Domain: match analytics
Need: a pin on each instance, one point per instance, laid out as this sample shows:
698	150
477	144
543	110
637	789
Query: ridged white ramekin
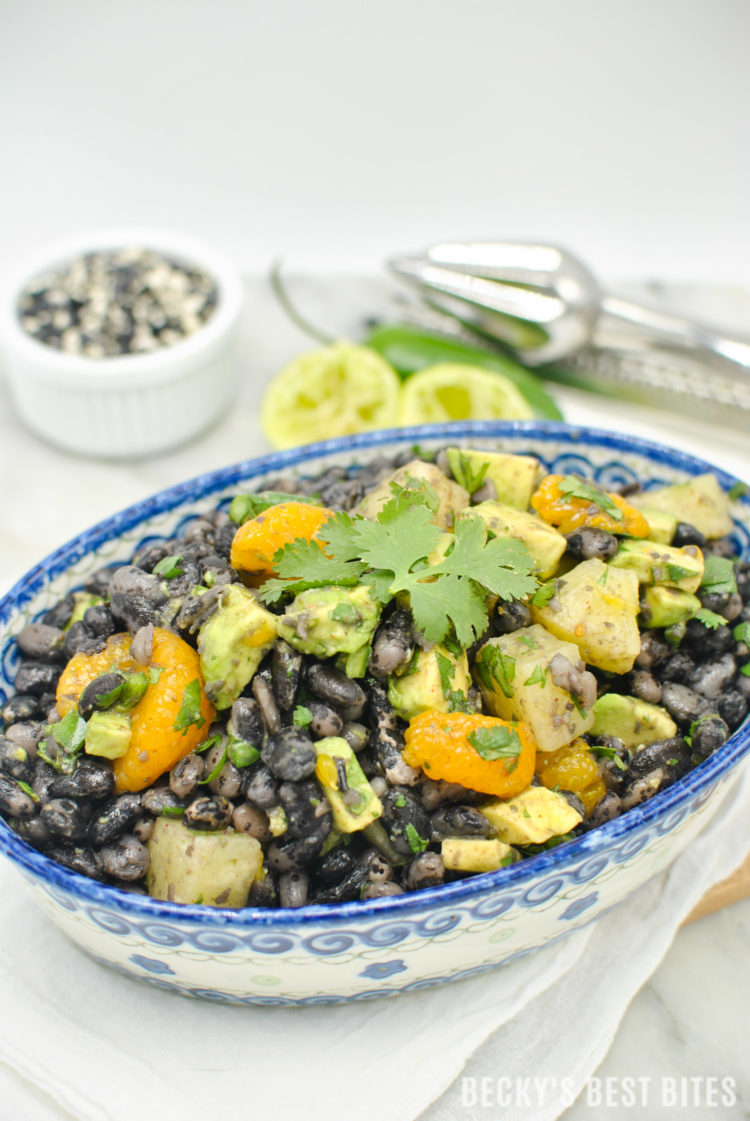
129	405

*Instructions to follow*. Put each line of the records above into a Markdown table with a Row column for the row number and a Line column for the line, skipping any blank lines. Leave the pictures out of your answer.

*The answer*.
| Row | Line |
|---|---|
| 1 | Domain: match analytics |
| 2 | Need: a pin on each instance, one point per instance, laid out as this sample shows: |
| 3 | 698	150 |
| 4 | 477	144 |
| 5 | 543	110 |
| 6 | 637	789 |
| 7 | Query: ridged white ramekin |
| 8 | 129	405 |